■ **SOURCE PASSAGE**
▬▬▬▬▬▬▬▬▬▬

The petition for rehearing is denied.

. The petition for rehearing now characterizes him as a “blinded consumer.”

. We find this argument somewhat hard to reconcile with the statement on the same page of the petition that our holding “jeopardizes some 75 other MER/29 cases in the same district court as BoginsJcy.”

. The Comment adds, “It is significant that in other kinds of civil action, courts have increased the plaintiff’s burden of persuasion as the possible consequences to the defendant increase.” 34 U.Chi.L.Rev. at 418 and 434. See Woodby v. Immigration & Natuaralization Service, 385 U.S. 276, 285, 87 S.Ct. 483, 17 L.Ed.2d 362 (1966).

▬▬▬▬▬▬▬▬▬▬

■ **REQUIRED ACTION**
According to the court passage, how many other MER/29 cases does the petition say the holding jeopardizes?

▬▬▬▬▬▬▬▬▬▬

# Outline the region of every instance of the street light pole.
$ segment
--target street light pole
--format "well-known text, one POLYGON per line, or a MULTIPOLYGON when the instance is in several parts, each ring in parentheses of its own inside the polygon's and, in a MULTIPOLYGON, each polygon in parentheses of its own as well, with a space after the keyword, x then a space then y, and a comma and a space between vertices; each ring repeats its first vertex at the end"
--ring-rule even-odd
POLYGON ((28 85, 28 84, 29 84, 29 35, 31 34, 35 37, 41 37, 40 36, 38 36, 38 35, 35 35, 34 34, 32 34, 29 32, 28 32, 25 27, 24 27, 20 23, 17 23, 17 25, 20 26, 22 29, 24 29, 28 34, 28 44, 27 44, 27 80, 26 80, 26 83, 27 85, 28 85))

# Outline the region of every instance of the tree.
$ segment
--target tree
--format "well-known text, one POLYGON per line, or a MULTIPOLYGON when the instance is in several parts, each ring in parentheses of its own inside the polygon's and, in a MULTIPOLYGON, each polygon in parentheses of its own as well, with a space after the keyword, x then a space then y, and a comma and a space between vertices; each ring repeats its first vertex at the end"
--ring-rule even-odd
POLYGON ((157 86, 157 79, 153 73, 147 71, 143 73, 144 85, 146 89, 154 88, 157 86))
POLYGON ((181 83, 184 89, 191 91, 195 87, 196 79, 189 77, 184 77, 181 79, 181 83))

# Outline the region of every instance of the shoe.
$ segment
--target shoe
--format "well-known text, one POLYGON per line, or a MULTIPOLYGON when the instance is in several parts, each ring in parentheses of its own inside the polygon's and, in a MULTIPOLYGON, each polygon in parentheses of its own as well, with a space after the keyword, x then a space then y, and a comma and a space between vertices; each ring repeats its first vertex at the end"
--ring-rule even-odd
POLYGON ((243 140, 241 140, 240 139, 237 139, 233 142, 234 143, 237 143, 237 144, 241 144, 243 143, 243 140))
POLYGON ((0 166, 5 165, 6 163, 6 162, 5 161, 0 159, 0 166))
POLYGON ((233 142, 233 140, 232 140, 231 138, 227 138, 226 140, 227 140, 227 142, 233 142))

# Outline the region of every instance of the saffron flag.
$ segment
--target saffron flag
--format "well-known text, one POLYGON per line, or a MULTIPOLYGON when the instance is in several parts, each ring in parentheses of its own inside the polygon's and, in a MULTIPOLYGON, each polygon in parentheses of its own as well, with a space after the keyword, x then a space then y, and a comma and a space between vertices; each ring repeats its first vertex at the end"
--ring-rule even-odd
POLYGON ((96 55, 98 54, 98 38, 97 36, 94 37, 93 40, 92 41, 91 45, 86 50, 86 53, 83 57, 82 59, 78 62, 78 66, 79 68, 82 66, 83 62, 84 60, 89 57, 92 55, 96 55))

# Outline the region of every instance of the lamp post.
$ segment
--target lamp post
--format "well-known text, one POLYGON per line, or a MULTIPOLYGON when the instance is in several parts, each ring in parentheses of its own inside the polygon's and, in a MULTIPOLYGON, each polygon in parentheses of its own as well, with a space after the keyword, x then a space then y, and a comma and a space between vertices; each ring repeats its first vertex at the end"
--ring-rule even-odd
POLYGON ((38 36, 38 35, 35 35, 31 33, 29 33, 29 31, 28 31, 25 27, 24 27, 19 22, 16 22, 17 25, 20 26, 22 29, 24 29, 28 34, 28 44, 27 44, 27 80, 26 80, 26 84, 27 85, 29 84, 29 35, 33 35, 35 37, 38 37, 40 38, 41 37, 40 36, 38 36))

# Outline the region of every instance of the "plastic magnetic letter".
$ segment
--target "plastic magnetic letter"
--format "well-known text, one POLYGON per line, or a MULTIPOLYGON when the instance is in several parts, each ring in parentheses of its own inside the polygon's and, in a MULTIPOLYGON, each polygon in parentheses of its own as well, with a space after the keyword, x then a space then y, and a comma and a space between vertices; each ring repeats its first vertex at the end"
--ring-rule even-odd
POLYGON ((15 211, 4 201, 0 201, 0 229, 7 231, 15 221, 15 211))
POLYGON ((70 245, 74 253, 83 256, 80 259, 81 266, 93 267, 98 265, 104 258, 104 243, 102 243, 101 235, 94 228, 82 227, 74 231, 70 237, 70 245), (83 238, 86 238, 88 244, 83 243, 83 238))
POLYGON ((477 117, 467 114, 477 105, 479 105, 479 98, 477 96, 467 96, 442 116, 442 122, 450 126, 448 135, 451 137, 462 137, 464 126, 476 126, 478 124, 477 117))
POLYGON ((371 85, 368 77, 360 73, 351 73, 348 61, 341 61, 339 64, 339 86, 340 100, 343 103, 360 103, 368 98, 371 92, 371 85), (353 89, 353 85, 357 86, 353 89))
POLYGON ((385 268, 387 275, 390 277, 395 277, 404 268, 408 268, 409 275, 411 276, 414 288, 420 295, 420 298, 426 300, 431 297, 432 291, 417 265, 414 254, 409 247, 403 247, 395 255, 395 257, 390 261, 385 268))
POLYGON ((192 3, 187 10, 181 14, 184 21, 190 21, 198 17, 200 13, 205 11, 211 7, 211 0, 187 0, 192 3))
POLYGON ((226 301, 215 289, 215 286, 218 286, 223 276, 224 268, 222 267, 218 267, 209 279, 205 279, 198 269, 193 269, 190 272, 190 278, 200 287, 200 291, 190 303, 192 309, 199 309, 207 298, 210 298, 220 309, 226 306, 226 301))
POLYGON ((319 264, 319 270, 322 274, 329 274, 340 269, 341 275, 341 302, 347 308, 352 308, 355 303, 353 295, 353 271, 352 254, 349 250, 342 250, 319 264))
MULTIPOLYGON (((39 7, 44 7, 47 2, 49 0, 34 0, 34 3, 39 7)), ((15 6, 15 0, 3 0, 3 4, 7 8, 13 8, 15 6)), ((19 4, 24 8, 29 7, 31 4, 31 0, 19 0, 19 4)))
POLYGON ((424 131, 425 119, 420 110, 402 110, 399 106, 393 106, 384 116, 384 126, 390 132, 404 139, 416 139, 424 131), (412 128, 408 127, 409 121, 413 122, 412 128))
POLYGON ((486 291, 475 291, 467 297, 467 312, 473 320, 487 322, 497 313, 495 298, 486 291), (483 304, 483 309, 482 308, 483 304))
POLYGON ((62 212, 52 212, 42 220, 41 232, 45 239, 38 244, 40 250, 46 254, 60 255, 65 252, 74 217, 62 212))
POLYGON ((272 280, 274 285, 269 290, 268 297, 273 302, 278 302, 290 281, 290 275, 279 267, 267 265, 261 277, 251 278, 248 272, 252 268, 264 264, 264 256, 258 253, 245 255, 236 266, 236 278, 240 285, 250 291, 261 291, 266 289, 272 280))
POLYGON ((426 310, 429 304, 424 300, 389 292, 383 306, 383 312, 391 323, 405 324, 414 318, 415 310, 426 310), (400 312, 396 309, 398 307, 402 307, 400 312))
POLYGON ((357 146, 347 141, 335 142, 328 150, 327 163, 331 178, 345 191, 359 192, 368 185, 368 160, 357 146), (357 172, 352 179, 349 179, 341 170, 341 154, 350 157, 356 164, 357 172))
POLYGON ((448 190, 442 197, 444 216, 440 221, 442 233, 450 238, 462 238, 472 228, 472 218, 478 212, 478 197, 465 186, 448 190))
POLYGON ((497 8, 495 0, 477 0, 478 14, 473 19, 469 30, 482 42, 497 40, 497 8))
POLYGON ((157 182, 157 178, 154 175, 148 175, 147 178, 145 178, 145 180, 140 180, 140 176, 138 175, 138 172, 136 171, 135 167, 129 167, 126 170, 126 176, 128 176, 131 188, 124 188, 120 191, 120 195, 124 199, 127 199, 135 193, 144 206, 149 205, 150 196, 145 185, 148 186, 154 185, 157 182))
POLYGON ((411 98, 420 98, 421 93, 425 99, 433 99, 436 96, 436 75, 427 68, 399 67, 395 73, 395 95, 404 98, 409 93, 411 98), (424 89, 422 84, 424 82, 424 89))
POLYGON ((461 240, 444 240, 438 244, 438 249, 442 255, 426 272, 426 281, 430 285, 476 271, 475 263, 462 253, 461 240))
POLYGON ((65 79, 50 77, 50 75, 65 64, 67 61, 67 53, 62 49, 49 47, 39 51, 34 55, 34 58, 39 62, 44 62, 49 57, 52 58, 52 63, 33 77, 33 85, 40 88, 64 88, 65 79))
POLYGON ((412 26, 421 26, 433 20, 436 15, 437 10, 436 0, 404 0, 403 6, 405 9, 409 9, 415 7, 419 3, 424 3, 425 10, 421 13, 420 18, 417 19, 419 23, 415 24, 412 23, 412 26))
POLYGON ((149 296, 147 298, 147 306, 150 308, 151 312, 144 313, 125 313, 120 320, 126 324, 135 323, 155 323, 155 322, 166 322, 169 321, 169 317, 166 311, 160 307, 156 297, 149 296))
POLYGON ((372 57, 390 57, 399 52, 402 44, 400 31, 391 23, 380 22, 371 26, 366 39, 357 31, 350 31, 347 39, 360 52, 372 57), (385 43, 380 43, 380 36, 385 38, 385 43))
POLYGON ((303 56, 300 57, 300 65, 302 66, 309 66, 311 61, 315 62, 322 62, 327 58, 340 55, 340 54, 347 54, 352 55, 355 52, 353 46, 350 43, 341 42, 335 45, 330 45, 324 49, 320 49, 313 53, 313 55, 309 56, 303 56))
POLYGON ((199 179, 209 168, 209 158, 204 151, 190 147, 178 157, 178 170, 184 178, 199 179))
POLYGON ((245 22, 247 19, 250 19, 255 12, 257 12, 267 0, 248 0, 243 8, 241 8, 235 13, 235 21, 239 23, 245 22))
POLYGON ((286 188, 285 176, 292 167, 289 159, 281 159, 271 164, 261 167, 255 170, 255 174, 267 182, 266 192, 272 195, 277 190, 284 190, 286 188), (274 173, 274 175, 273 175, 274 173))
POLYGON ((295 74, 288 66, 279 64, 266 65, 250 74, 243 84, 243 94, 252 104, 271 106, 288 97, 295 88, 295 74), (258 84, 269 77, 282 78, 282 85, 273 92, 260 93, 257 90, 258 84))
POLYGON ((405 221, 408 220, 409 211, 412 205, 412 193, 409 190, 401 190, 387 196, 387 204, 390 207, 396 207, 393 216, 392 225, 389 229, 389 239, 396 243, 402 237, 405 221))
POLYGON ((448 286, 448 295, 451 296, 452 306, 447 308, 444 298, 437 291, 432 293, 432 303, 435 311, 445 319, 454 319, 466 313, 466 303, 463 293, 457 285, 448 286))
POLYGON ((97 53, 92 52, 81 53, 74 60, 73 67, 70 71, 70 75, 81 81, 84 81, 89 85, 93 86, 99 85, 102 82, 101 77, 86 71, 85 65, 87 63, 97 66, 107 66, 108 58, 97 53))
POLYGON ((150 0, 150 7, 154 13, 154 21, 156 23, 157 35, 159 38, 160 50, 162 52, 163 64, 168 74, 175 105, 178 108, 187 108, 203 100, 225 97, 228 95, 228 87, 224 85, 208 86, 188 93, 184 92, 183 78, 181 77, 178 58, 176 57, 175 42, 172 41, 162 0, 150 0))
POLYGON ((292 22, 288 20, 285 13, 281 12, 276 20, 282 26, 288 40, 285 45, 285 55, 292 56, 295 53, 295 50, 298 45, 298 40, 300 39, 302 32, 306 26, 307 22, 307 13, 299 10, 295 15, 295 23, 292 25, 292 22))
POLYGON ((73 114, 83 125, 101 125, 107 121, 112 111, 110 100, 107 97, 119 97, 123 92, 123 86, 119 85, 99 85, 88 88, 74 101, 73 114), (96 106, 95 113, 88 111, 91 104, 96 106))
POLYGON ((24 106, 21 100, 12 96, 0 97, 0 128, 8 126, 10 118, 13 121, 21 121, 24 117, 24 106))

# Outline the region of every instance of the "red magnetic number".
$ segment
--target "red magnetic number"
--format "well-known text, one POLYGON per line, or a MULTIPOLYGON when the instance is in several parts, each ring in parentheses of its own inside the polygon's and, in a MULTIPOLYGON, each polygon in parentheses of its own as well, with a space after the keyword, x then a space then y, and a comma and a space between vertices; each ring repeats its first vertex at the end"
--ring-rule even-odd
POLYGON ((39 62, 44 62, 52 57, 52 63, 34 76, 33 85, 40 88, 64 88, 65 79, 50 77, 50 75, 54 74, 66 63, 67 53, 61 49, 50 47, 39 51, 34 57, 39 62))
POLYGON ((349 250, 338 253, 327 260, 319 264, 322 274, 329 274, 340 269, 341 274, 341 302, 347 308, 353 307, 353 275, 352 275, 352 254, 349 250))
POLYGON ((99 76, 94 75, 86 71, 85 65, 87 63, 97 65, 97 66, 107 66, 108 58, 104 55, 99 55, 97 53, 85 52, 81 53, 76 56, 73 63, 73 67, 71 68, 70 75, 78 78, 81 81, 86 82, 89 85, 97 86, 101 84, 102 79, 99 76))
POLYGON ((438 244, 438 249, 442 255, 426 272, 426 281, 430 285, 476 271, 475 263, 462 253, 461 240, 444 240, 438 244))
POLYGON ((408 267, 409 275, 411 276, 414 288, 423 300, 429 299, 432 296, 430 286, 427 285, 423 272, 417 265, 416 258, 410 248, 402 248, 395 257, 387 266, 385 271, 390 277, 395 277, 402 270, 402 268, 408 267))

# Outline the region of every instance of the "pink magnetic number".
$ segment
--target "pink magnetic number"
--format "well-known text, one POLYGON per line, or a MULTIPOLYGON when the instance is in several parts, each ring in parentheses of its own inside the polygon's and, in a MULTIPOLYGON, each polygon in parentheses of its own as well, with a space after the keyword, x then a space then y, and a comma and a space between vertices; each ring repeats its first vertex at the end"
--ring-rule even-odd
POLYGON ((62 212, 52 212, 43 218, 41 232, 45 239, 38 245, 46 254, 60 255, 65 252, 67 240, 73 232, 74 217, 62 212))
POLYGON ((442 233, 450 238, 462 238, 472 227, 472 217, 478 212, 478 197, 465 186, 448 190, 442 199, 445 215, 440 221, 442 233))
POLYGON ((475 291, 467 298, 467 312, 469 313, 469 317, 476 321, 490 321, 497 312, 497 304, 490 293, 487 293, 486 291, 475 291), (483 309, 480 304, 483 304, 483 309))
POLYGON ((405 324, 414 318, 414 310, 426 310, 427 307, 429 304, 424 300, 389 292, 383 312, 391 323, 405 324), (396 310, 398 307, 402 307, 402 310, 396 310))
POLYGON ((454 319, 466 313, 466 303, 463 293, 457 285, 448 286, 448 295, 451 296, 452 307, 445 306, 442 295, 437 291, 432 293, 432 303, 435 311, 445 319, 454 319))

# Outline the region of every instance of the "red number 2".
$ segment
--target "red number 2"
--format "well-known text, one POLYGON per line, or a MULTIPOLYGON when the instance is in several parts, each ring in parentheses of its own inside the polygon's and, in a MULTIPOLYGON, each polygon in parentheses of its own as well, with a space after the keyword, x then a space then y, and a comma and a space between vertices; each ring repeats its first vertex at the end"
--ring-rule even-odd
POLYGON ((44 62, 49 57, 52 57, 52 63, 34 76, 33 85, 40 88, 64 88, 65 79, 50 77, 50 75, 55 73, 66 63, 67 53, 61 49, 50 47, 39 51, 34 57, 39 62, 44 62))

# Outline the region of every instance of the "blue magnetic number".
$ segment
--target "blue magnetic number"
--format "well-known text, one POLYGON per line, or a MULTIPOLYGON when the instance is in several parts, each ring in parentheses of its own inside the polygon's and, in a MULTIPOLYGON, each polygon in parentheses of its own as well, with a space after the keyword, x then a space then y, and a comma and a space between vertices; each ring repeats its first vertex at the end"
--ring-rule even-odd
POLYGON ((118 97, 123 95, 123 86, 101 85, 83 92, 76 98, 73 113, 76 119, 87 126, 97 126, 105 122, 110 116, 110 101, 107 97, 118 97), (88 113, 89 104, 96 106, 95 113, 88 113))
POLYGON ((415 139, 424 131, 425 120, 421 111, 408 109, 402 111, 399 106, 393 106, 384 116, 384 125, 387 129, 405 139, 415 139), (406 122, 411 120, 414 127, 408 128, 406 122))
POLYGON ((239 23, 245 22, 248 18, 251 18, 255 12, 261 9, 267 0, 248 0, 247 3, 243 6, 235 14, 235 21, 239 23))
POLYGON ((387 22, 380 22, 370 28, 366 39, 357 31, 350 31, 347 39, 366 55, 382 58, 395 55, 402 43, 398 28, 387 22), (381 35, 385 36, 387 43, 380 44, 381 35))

▬▬▬▬▬▬▬▬▬▬

■ **RESULT**
Some 75 other MER/29 cases in the same district court.